Problems to solve:
- 1) Extract everything from "All the 4 Printer" down to "and use it." in the passage on Printer Applications.
- 2) In the passage on Printer Applications, which Printer Application lets you upload PPD files through its web administration interface?

Passage:
The Printer/Scanner Application you need to use depends on your printer's manufacturer, model and which classic driver supports it. We at OpenPrinting have developed Printer Applications covering printer drivers which are available in Debian/Ubuntu to provide retro-fitting (to keep the old devices working, but without adding new features) support for older devices which are currently supported in the distributions, and we provide the Legacy Printer Application for devices, which drivers are no longer supported by the manufacturer or they aren't in distributions for various reasons (no open-source license, no public source code, nobody packaged it...). The Legacy Printer Application is able to find classic drivers installed on the system and use them without CUPS to be able to print on the supported printers. The PostScript Printer Application also allows uploading PPD files for printers via its web administration interface.

We at OpenPrinting provide Printer Applications as Snaps, so these manuals contain Snap-related information. However distributions might provide Printer Applications packaged under classic packaging systems like DEB or RPM, or by another container solution, f.e. Podman or OCI containers. The exception is the Legacy Printer Application, which cannot be containerized due to its nature, so it is part of [pappl-retrofit](https://github.com/OpenPrinting/pappl-retrofit/) and can be shipped only by classic packaging systems.

All the 4 Printer Applications currently available at OpenPrinting are only for retrofitting purposes and any new drivers should be written as native Printer/Scanner Applications, which can be shipped as a container (Snap, Podman, OCI containers) or via classic packaging systems. The Native Printer Applications can be provided by the printer's manufacturer or by community developers who have access to the printer.

### Printer Application Snaps/containers or Legacy Printer Application

1. For your printer you have used a driver which came with your distribution. Thn one of the Printer Applications on OpenPrinting contains it.

2. For your printer you used a driver not coming as package in your distribution, a proprietary driver from the printer's manufacturer for example. Install the Legacy Printer Application and it will see your classically installed driver and use it.

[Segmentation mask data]
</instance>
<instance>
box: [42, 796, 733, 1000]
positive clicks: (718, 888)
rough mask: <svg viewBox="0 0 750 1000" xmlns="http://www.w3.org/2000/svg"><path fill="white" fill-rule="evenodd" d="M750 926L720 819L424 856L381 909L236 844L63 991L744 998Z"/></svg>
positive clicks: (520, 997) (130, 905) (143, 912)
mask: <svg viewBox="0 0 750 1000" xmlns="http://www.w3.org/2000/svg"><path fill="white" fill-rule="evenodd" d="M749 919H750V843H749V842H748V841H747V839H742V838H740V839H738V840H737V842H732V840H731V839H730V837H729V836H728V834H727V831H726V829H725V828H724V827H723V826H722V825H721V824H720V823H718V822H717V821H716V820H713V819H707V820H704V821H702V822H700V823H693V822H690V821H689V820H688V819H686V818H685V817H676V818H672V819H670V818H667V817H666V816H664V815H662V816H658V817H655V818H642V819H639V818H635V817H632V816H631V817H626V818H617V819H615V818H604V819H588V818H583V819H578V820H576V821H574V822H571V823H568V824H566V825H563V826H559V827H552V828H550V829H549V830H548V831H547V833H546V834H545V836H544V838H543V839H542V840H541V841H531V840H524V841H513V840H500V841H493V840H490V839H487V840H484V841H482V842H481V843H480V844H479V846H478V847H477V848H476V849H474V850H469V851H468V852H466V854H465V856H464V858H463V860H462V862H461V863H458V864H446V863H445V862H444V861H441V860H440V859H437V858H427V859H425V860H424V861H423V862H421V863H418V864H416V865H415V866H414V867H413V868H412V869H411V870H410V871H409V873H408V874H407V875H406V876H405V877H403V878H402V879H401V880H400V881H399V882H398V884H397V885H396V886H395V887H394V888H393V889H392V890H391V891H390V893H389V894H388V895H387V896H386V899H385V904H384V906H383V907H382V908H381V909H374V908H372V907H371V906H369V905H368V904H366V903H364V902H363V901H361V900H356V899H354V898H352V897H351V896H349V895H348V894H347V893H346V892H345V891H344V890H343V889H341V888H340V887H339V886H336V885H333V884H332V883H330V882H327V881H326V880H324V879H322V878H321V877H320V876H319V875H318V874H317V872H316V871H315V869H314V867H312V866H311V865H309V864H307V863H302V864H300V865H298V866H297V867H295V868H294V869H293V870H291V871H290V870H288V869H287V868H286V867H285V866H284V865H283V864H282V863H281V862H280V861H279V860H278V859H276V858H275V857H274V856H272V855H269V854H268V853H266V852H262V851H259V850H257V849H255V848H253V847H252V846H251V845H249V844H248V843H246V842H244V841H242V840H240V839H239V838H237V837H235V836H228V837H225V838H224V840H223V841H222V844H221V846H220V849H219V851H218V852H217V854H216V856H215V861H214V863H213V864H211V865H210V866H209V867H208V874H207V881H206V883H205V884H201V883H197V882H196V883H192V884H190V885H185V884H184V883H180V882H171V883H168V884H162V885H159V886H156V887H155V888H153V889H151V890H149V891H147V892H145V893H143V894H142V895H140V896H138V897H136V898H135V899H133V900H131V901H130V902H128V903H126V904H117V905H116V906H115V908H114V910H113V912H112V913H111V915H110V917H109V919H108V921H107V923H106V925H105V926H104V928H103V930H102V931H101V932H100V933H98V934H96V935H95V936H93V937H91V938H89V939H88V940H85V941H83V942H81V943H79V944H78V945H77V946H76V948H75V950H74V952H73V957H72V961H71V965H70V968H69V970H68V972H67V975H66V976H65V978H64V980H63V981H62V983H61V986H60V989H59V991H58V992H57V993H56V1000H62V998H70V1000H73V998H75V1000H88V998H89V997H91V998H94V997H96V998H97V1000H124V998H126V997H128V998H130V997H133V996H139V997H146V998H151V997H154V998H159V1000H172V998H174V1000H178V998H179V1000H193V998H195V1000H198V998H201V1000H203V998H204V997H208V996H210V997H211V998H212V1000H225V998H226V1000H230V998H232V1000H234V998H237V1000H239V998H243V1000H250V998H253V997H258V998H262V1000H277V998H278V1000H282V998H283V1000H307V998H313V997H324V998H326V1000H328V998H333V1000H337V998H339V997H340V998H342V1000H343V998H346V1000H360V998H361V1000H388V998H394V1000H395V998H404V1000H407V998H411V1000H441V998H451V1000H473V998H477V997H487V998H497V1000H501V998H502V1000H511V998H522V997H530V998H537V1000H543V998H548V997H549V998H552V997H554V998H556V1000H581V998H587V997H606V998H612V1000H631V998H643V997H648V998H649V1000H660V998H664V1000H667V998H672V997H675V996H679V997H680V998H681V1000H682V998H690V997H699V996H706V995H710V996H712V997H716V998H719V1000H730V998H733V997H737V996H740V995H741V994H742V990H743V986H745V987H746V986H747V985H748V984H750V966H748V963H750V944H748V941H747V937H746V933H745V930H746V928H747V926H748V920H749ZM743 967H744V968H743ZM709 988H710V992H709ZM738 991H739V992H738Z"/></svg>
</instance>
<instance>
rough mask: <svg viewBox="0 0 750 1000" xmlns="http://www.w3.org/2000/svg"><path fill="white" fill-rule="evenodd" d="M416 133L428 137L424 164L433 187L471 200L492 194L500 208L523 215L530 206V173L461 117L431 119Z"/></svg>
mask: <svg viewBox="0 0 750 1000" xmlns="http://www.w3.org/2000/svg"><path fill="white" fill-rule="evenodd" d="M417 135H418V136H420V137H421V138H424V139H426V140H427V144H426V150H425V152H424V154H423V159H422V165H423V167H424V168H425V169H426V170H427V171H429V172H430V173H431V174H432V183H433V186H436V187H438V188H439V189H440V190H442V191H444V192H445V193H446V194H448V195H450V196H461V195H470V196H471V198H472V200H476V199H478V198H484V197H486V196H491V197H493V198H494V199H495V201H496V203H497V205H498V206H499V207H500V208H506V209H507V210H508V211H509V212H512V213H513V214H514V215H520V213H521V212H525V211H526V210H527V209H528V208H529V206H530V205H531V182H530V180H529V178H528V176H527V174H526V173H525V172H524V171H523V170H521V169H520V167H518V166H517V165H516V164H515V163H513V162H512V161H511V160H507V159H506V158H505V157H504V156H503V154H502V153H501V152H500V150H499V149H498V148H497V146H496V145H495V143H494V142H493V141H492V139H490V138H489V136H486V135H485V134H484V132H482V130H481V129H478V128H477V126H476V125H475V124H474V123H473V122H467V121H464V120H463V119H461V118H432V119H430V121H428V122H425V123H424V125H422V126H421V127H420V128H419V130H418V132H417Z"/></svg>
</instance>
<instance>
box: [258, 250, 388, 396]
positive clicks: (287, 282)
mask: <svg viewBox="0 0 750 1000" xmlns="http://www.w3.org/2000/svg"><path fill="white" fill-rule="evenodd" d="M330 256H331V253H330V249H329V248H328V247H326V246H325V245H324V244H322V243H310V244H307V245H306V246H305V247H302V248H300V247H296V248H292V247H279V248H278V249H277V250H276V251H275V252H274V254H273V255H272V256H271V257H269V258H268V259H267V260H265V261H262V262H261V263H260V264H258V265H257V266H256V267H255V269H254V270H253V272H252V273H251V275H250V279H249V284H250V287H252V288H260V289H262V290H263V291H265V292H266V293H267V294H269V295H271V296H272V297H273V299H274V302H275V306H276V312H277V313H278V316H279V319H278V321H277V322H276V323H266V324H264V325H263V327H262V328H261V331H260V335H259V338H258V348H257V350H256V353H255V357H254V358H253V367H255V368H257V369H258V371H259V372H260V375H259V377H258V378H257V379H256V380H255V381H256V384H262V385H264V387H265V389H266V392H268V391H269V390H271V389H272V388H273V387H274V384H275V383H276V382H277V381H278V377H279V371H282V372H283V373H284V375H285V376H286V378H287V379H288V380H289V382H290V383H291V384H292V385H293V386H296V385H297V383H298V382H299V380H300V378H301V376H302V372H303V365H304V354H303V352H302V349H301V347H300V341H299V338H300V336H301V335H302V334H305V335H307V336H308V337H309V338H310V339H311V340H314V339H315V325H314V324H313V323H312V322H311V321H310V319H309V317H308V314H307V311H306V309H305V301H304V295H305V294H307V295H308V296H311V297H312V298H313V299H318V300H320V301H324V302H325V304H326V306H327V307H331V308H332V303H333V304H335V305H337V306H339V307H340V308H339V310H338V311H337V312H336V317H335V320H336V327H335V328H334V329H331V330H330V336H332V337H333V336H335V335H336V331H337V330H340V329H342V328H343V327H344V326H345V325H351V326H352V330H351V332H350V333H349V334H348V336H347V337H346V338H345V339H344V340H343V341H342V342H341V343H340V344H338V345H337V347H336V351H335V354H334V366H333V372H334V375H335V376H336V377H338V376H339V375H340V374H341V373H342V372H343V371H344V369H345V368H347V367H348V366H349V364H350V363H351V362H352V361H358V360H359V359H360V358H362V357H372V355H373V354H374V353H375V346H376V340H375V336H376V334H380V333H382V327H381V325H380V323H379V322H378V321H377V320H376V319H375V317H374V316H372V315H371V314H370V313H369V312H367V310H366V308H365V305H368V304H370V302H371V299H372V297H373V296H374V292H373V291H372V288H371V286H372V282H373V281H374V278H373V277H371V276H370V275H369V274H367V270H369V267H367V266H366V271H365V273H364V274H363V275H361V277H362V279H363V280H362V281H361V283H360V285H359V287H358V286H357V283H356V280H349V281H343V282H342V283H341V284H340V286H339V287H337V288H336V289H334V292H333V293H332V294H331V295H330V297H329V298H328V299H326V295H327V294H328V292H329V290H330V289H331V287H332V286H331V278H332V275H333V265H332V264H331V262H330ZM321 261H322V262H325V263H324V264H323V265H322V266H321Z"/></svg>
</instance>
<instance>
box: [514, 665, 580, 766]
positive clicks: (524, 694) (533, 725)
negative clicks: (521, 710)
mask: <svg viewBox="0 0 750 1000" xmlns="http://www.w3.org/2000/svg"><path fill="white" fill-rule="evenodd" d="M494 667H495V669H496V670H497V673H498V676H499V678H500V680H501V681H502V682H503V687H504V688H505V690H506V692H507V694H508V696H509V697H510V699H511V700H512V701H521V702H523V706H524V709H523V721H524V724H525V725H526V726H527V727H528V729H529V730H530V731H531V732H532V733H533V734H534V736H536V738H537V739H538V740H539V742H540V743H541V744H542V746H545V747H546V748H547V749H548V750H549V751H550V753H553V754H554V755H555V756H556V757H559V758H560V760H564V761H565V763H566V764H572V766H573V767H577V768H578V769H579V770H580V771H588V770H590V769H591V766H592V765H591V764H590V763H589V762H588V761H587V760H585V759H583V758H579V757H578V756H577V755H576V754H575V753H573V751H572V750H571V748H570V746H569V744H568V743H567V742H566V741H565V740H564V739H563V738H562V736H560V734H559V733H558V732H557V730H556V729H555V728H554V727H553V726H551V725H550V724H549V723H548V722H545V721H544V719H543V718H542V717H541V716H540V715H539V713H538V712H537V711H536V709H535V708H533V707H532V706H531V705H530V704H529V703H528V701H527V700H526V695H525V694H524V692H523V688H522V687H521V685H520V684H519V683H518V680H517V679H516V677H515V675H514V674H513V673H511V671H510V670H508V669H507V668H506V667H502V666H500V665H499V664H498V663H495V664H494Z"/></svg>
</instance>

Results in order:
- 1)
All the 4 Printer Applications currently available at OpenPrinting are only for retrofitting purposes and any new drivers should be written as native Printer/Scanner Applications, which can be shipped as a container (Snap, Podman, OCI containers) or via classic packaging systems. The Native Printer Applications can be provided by the printer's manufacturer or by community developers who have access to the printer.

### Printer Application Snaps/containers or Legacy Printer Application

1. For your printer you have used a driver which came with your distribution. Thn one of the Printer Applications on OpenPrinting contains it.

2. For your printer you used a driver not coming as package in your distribution, a proprietary driver from the printer's manufacturer for example. Install the Legacy Printer Application and it will see your classically installed driver and use it.

- 2) The PostScript Printer Application.